* _DOCUMENT EXTRACT_:
The way lay up the broad and picturesque Ottawa, rich even then with
the romantic history of a century of heroic exploits. This was the
great highway between the St Lawrence and the Upper Lakes for
explorers, missionaries, war parties, and traders. Up this stream,
one hundred and eighteen years before, Champlain had pushed his way,
persuaded by the ingenious impostor Nicolas Vignau that here was the
direct road to Cathay. At St Anne's the expedition made a brief halt
to ask a blessing on the enterprise. Here the men, according to
custom, each received a dram of liquor. When they had again taken
their places, paddles dipped at the word of command, and, like a
covey of birds, the canoes skimmed over the dark waters of the
Ottawa, springing under the sinewy strokes of a double row of
paddlers against the swift current of the river. Following the shore
closely, they made rapid progress up-stream. At noon they landed on
a convenient island, where they quickly kindled a fire. A pot of tea
was swung above it from a tripod. With jest and story the meal went
on, and as soon as it was finished they were again afloat, paddling
vigorously and making quick time. Sunset approached—the brief but
indescribably beautiful sunset of a Canadian summer. The sun sank
behind the maples and cedars, and a riot of color flooded the
western horizon. Rainbow hues swept up half-way to the zenith,
waving, mingling, changing from tint to tint, as through the clouds
flamed up the last brightness of the sinking sun. A rollicking
chorus sank away on the still air, and the men gazed for a moment
upon a scene which, however familiar, could never lose its charm.

* _GIVEN DATA_:

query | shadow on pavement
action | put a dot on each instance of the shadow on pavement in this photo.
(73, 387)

* _SHORT TASK_: Please continue the passage above about the canoe expedition up the Ottawa, starting right after its last sentence.

* _RESULT BELOW_:
The song of the birds was hushed. All nature seemed to pause. Then
as the outermost rim of the sun dropped from sight, and the
brilliant coloring of a moment ago toned to rose and saffron, pink
and mauve, the world moved on again, but with a seemingly subdued
motion. The voyageurs resumed their song, but the gay chorus that
had wakened echoes from the overhanging cliffs,
En roulant ma boule,
Rouli, roulant, ma boule roulant,
En roulant ma boule roulant,
En roulant ma boule,
was changed to the pathetic refrain of a song then as now dear to
the heart of French Canadians—A la claire fontaine.
In the cool twilight the men paddled on, placing mile after mile
between them and Montreal. Presently the river widened into a lake
like expanse. The moon rose and shot its soft gleam across the
water. No ripple stirred the smooth surface, save where the paddles
dipped and the prow of each canoe cut like a knife through the
stream. Belated birds flew overhead, making for home. A stag broke
through the bushes on the farther shore, caught sight of the canoes,
gazed at them for a moment, and then disappeared. It was growing
late when La Vérendrye, from the foremost canoe, gave the word to
camp. The canoes turned shoreward, lightly touching the shelving
bank, and the men sprang nimbly to the land. Fires were lighted, the
tents were pitched, and everything was made snug for the night. The
hunters had not been idle during the day, and a dozen brace of birds
were soon twirling merrily on the spit, while venison steaks added
appetizing odors.
Their hunger satisfied, the men lounged about on the grass, smoking
and listening to the yarns of some famous story-teller. He would
tell them, perhaps, the pathetic story of Cadieux, who, on this very
stream, had held the dreaded Iroquois at bay while his comrades
escaped. Cadieux himself escaped the Iroquois, only to fall a victim
to the folie des bois, or madness of the woods, wandering aimlessly
in circles, until, famished and exhausted, he lay down to die. When
his comrades returned in search of him, they found beside him a
birch bark on which he had written his death chant:
Thou little rock of the high hill, attend!
Hither I come this last campaign to end!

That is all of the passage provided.